Every record below needs to be printed again exactly.

The input:
:::::
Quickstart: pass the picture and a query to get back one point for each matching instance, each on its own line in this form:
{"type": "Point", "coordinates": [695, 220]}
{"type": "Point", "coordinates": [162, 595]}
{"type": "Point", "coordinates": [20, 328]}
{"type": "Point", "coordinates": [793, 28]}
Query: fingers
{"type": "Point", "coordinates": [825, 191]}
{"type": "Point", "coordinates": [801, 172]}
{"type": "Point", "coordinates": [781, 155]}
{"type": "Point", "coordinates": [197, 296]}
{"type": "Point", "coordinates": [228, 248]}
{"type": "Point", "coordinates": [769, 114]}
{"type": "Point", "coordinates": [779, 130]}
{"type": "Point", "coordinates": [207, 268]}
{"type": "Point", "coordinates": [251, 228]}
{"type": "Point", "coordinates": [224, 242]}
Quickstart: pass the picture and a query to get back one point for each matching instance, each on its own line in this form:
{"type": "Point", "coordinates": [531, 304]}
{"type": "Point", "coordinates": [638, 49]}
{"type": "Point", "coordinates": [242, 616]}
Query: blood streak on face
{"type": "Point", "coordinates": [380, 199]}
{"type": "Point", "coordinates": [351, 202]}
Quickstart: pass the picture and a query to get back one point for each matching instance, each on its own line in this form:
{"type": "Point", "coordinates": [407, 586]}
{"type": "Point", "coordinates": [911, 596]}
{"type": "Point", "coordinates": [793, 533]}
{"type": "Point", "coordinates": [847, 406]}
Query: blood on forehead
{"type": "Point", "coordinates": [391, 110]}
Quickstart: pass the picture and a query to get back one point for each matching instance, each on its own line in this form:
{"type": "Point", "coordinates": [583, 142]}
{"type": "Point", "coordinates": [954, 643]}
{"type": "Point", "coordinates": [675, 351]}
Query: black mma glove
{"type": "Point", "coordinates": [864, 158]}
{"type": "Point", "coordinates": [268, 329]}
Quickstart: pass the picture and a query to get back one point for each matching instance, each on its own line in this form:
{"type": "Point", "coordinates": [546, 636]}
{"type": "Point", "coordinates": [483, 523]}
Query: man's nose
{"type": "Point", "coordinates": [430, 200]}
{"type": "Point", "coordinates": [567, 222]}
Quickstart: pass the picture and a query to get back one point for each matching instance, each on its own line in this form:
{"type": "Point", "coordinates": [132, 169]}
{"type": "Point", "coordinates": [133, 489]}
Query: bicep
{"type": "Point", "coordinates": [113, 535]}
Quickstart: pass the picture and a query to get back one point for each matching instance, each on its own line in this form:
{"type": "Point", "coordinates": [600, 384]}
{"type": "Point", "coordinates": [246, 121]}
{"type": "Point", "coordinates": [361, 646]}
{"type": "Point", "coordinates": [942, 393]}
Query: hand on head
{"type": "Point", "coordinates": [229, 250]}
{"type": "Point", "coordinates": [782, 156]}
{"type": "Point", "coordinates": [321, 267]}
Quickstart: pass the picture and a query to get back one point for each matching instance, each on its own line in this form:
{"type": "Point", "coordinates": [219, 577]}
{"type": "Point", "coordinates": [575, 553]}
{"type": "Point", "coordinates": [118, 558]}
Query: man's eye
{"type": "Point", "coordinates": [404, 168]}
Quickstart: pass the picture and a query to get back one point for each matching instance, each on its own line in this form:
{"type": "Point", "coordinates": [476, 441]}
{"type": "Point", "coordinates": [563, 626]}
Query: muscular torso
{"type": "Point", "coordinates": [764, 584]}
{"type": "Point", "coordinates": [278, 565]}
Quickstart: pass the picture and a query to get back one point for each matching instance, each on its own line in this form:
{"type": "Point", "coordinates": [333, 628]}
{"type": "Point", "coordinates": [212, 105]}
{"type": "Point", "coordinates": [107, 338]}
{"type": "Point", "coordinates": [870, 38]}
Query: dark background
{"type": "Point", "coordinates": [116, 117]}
:::::
Response to the exercise:
Quickstart: pass the picture and a query to get back one point for each matching instance, each on its own line in this form:
{"type": "Point", "coordinates": [695, 220]}
{"type": "Point", "coordinates": [162, 595]}
{"type": "Point", "coordinates": [20, 328]}
{"type": "Point", "coordinates": [793, 28]}
Query: fingers
{"type": "Point", "coordinates": [825, 191]}
{"type": "Point", "coordinates": [801, 172]}
{"type": "Point", "coordinates": [781, 155]}
{"type": "Point", "coordinates": [197, 296]}
{"type": "Point", "coordinates": [228, 248]}
{"type": "Point", "coordinates": [769, 114]}
{"type": "Point", "coordinates": [779, 130]}
{"type": "Point", "coordinates": [207, 268]}
{"type": "Point", "coordinates": [251, 228]}
{"type": "Point", "coordinates": [224, 242]}
Quickstart: pass the picture and a query to get back one point for each matching instance, each on its own line in this form:
{"type": "Point", "coordinates": [531, 304]}
{"type": "Point", "coordinates": [638, 49]}
{"type": "Point", "coordinates": [242, 616]}
Query: blood streak on face
{"type": "Point", "coordinates": [380, 199]}
{"type": "Point", "coordinates": [351, 202]}
Quickstart: pass the picture and a query to get back one point for each matching instance, each on its own line in this form:
{"type": "Point", "coordinates": [407, 586]}
{"type": "Point", "coordinates": [911, 596]}
{"type": "Point", "coordinates": [793, 533]}
{"type": "Point", "coordinates": [847, 406]}
Query: blood on forehead
{"type": "Point", "coordinates": [391, 110]}
Quickstart: pass the picture and a query to get back one point for each matching instance, each on its own line in this form:
{"type": "Point", "coordinates": [583, 142]}
{"type": "Point", "coordinates": [954, 643]}
{"type": "Point", "coordinates": [675, 351]}
Query: black mma glove
{"type": "Point", "coordinates": [864, 158]}
{"type": "Point", "coordinates": [268, 329]}
Quickstart: pass the picture and a query to get back one point for each matching instance, each on its own line in this form:
{"type": "Point", "coordinates": [546, 636]}
{"type": "Point", "coordinates": [483, 523]}
Query: man's nose
{"type": "Point", "coordinates": [430, 200]}
{"type": "Point", "coordinates": [567, 222]}
Quickstart: pass the picture and a query to get back one point for each matching instance, each on its own line in this form:
{"type": "Point", "coordinates": [132, 169]}
{"type": "Point", "coordinates": [133, 489]}
Query: bicep
{"type": "Point", "coordinates": [113, 535]}
Quickstart: pass the picture and a query to get back one point for each matching instance, each on its own line in this form:
{"type": "Point", "coordinates": [600, 384]}
{"type": "Point", "coordinates": [246, 121]}
{"type": "Point", "coordinates": [361, 646]}
{"type": "Point", "coordinates": [942, 393]}
Query: hand on head
{"type": "Point", "coordinates": [229, 250]}
{"type": "Point", "coordinates": [782, 156]}
{"type": "Point", "coordinates": [321, 267]}
Quickstart: pass the picture and a query to get back one point for each matching instance, each on its own line in this form:
{"type": "Point", "coordinates": [219, 577]}
{"type": "Point", "coordinates": [575, 553]}
{"type": "Point", "coordinates": [118, 558]}
Query: man's eye
{"type": "Point", "coordinates": [404, 168]}
Quickstart: pass the picture and a query to get back one point for each matching instance, each on its own line in this form:
{"type": "Point", "coordinates": [476, 441]}
{"type": "Point", "coordinates": [563, 626]}
Query: muscular torso
{"type": "Point", "coordinates": [764, 584]}
{"type": "Point", "coordinates": [278, 565]}
Quickstart: pass the picture and a query to get back one point for each matching instance, each on its own line in this form:
{"type": "Point", "coordinates": [333, 628]}
{"type": "Point", "coordinates": [212, 105]}
{"type": "Point", "coordinates": [107, 338]}
{"type": "Point", "coordinates": [870, 38]}
Query: dark background
{"type": "Point", "coordinates": [116, 117]}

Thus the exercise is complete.